— WHAT IS EXPECTED —
In the WJ Communications current report below, how many performance accelerated restricted stock units did Bruce W. Diamond receive?

— DOCUMENT PASSAGE —
↓↓↓

8-K 1 a06-18226_18k.htm CURRENT REPORT OF MATERIAL EVENTS OR CORPORATE CHANGES

 

SECURITIES AND EXCHANGE COMMISSION

WASHINGTON, D.C. 20549

 

FORM 8-K

 

CURRENT REPORT

 

Pursuant to Section 13 or 15(d) of the

Securities Exchange Act of 1934

 

Date of Report (Date of Earliest

Event Reported):  August 10, 2006

 

WJ COMMUNICATIONS, INC.

(Exact name of registrant as specified in its charter)

 

Commission file number 000-31337

 

DELAWARE

 

94-1402710

(State or other jurisdiction of
incorporation or organization)

 

(I.R.S. Employer
Identification No.)

 

 

 

401 River Oaks Parkway, San Jose, California

 

95134

(Address of principal executive offices)

 

(Zip Code)

 

(408) 577-6200

(Registrant’s telephone number, including area code)

 

Check the appropriate box below if the Form 8-K is intended to simultaneously satisfy the filing obligation of the registrant under any of the following provisions:

 

o  Written communications pursuant to Rule 425 under the Securities Act (17 CFR 230.425)

 

o  Soliciting material pursuant to Rule 14a-12 under the Exchange Act (17 CFR 240.14a-12)

 

o  Pre-commencement communications pursuant to Rule 14d-2(b) under the Exchange Act (17 CFR 240.14d-2(b))

 

o  Pre-commencement communications pursuant to Rule 13e-4(c) under the Exchange Act (17 CFR 240.13e-4(c))

 

 




 

Item 1.01.              Entry into a Material Definitive Agreement.

 

On August 10, 2006, the Compensation Committee of WJ Communications, Inc.’s (the “Company”) Board of Directors awarded 1,659,340 performance accelerated restricted stock units to employees. Of such amount the following unit awards were made to Company executive officers: 366,300 to Bruce W. Diamond, President and Chief Executive Officer, 98,000 to R. Gregory Miller, Chief Financial Officer, 98,000 to Mark S. Knoch, Vice President of Operations, 45,500 to Haresh P. Patel, Senior Vice President Sales and Marketing, 38,500 to Morteza Saidi, Vice President of Engineering, and 31,500 to Rainer N. Growitz, Vice President of Finance. The performance accelerated restricted stock unit awards for these executive officers were granted under the Amended and Restated 2000 Stock Incentive Plan (the “Plan”), which is attached hereto as Exhibit 10.1 and incorporated herein by reference.

 

The form of grant agreements used in connection with the performance accelerated restricted stock unit awards under the Plan were as follows: the form of Performance Accelerated Restricted Stock Unit Agreement (with change of control “CIC” provision) and the form of Performance Accelerated Restricted Stock Unit Agreement (without a CIC provision), copies of which are filed herewith, respectively, as Exhibits 10.2 and 10.3 to this Current Report. The executive officers named above were awarded their units utilizing the Performance Accelerated Stock Unit Agreement with a CIC provision while the other awards were made utilizing the form without the CIC provision.

↑↑↑

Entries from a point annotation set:
↓↓↓

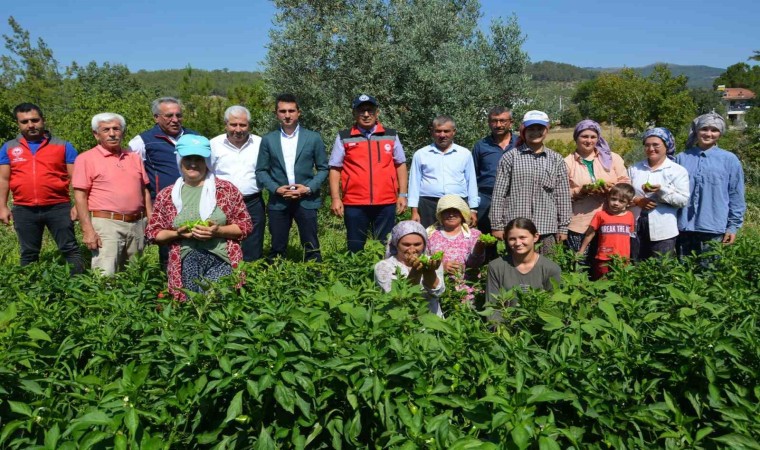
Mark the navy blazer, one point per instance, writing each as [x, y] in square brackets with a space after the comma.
[310, 167]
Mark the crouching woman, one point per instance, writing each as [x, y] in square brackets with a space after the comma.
[201, 218]
[407, 243]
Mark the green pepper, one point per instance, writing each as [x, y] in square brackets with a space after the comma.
[487, 239]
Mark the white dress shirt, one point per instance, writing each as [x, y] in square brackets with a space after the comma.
[289, 144]
[236, 165]
[673, 194]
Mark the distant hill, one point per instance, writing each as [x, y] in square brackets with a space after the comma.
[699, 76]
[554, 71]
[167, 82]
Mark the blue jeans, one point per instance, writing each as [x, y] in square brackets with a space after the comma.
[358, 219]
[696, 242]
[30, 223]
[280, 221]
[253, 245]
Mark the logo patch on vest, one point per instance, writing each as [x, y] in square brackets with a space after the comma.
[16, 153]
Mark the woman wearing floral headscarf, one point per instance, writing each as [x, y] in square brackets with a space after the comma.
[592, 161]
[662, 186]
[407, 243]
[716, 207]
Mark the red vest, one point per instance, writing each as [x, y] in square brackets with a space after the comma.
[369, 172]
[40, 179]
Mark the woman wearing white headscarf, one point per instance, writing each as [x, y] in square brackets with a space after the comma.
[202, 251]
[662, 186]
[407, 243]
[716, 205]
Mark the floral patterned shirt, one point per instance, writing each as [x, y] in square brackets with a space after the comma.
[228, 199]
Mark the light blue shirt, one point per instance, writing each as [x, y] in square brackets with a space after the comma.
[716, 182]
[435, 174]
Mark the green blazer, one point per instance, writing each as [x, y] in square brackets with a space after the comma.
[310, 167]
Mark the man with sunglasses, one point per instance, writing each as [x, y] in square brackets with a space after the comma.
[486, 155]
[37, 168]
[156, 148]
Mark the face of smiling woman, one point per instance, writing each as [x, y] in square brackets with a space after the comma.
[193, 169]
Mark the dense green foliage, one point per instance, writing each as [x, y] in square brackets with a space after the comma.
[315, 355]
[634, 102]
[419, 59]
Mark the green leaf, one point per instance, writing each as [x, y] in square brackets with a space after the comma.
[737, 441]
[433, 322]
[552, 321]
[284, 397]
[20, 408]
[547, 443]
[51, 437]
[264, 442]
[38, 335]
[236, 406]
[131, 422]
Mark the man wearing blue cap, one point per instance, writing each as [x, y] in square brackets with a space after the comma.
[156, 147]
[368, 175]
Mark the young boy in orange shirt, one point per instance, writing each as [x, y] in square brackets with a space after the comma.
[615, 225]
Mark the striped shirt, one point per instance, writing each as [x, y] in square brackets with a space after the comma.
[534, 186]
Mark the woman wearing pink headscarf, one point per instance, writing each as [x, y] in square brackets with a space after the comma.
[592, 161]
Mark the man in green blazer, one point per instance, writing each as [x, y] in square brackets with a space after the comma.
[292, 165]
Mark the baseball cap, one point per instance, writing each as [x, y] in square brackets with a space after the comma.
[191, 144]
[363, 98]
[535, 117]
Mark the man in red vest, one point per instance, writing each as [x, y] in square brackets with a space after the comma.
[37, 168]
[368, 176]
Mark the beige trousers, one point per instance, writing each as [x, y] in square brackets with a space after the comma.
[121, 241]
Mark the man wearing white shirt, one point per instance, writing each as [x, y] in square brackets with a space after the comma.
[156, 148]
[292, 166]
[442, 168]
[233, 158]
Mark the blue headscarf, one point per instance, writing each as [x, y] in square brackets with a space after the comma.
[666, 136]
[602, 147]
[710, 119]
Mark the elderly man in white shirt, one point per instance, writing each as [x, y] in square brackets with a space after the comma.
[233, 158]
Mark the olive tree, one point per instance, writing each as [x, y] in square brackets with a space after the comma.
[419, 58]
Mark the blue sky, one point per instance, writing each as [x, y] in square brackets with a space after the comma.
[164, 35]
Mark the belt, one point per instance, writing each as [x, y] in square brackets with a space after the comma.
[118, 216]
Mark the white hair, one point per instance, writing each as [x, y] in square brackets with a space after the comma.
[154, 107]
[236, 110]
[97, 119]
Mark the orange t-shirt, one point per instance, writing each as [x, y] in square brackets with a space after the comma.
[115, 182]
[614, 234]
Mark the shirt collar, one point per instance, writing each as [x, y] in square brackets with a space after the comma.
[105, 152]
[285, 135]
[245, 144]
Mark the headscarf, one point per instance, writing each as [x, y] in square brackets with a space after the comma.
[208, 193]
[402, 229]
[452, 201]
[711, 119]
[666, 136]
[602, 147]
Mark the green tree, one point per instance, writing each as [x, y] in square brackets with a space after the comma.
[634, 102]
[28, 72]
[420, 59]
[740, 75]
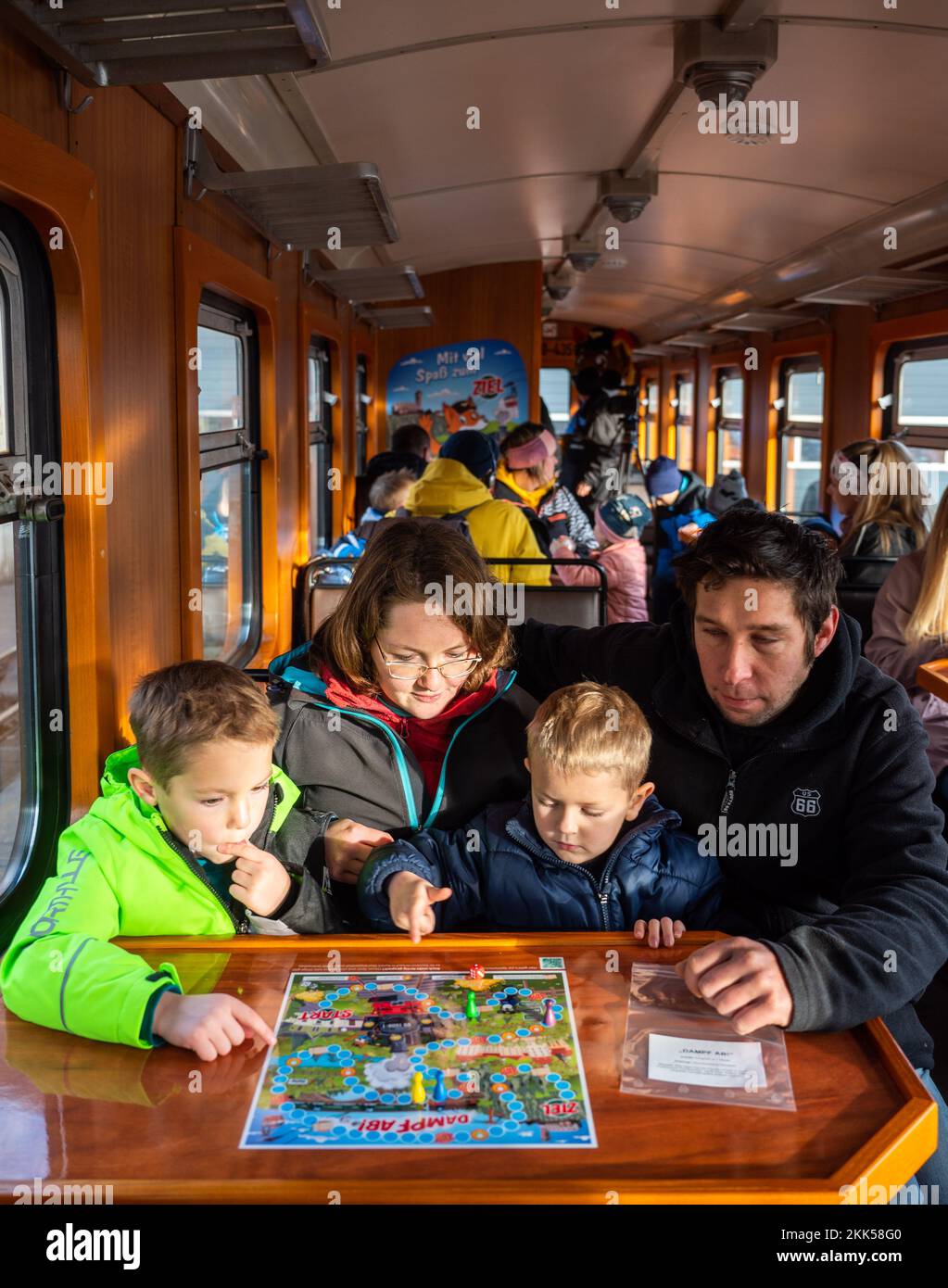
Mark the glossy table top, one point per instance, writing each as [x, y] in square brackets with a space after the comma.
[162, 1126]
[934, 677]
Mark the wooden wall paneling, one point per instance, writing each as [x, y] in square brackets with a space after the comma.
[720, 360]
[53, 190]
[201, 264]
[488, 301]
[819, 346]
[755, 439]
[849, 411]
[30, 89]
[132, 149]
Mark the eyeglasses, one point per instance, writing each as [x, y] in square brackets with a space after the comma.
[455, 670]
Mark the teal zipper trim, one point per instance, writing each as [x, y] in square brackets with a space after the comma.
[399, 758]
[439, 793]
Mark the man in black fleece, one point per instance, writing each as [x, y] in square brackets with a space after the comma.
[804, 769]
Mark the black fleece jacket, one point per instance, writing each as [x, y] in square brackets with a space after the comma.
[859, 922]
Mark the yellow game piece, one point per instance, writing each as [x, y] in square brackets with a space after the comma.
[418, 1090]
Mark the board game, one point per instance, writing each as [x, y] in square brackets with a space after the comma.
[430, 1059]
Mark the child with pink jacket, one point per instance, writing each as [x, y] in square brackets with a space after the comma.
[618, 524]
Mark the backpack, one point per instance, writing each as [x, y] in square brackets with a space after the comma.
[458, 521]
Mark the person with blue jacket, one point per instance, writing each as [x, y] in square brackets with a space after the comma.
[590, 848]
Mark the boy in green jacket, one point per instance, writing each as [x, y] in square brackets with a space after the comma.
[175, 845]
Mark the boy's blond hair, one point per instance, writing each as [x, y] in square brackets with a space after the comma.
[591, 729]
[191, 703]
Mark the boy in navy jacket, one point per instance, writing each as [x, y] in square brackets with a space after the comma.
[588, 849]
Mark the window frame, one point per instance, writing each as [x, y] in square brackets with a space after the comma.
[218, 449]
[684, 377]
[26, 286]
[320, 436]
[787, 428]
[897, 357]
[728, 424]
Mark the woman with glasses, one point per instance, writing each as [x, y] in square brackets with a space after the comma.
[399, 713]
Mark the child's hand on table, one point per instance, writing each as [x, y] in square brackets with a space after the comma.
[410, 903]
[259, 881]
[209, 1024]
[661, 934]
[348, 845]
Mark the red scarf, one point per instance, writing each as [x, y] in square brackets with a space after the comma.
[428, 739]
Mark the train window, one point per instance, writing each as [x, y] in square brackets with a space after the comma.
[800, 430]
[320, 415]
[917, 377]
[652, 420]
[228, 422]
[684, 423]
[555, 389]
[730, 419]
[33, 706]
[362, 403]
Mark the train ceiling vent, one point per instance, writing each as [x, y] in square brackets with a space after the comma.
[301, 208]
[693, 339]
[369, 284]
[762, 320]
[126, 43]
[397, 320]
[876, 289]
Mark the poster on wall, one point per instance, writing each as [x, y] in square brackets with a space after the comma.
[474, 384]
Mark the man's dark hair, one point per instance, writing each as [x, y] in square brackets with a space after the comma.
[410, 438]
[757, 545]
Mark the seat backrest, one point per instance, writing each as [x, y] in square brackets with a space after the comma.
[863, 577]
[558, 605]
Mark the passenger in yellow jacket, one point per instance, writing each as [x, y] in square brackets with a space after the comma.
[458, 481]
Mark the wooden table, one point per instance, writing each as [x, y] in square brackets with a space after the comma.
[73, 1110]
[934, 677]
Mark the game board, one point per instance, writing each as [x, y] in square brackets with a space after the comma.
[425, 1059]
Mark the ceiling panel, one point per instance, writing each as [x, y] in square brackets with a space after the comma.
[362, 26]
[537, 115]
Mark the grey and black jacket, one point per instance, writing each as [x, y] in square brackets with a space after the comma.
[859, 920]
[349, 764]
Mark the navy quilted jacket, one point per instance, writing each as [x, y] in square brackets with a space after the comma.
[499, 869]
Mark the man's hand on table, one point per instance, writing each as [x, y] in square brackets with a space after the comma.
[742, 979]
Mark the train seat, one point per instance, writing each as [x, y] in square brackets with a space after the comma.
[862, 580]
[559, 605]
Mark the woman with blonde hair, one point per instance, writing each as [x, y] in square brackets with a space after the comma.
[878, 491]
[909, 626]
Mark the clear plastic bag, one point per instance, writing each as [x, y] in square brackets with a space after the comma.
[679, 1047]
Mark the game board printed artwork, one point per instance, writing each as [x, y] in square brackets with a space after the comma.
[423, 1059]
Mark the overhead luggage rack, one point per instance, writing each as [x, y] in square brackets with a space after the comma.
[297, 208]
[367, 284]
[395, 320]
[126, 43]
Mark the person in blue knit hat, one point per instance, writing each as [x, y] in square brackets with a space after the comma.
[679, 502]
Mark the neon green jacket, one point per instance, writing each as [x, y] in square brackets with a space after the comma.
[119, 872]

↑↑↑

— WORKED ANSWER —
366,300 units.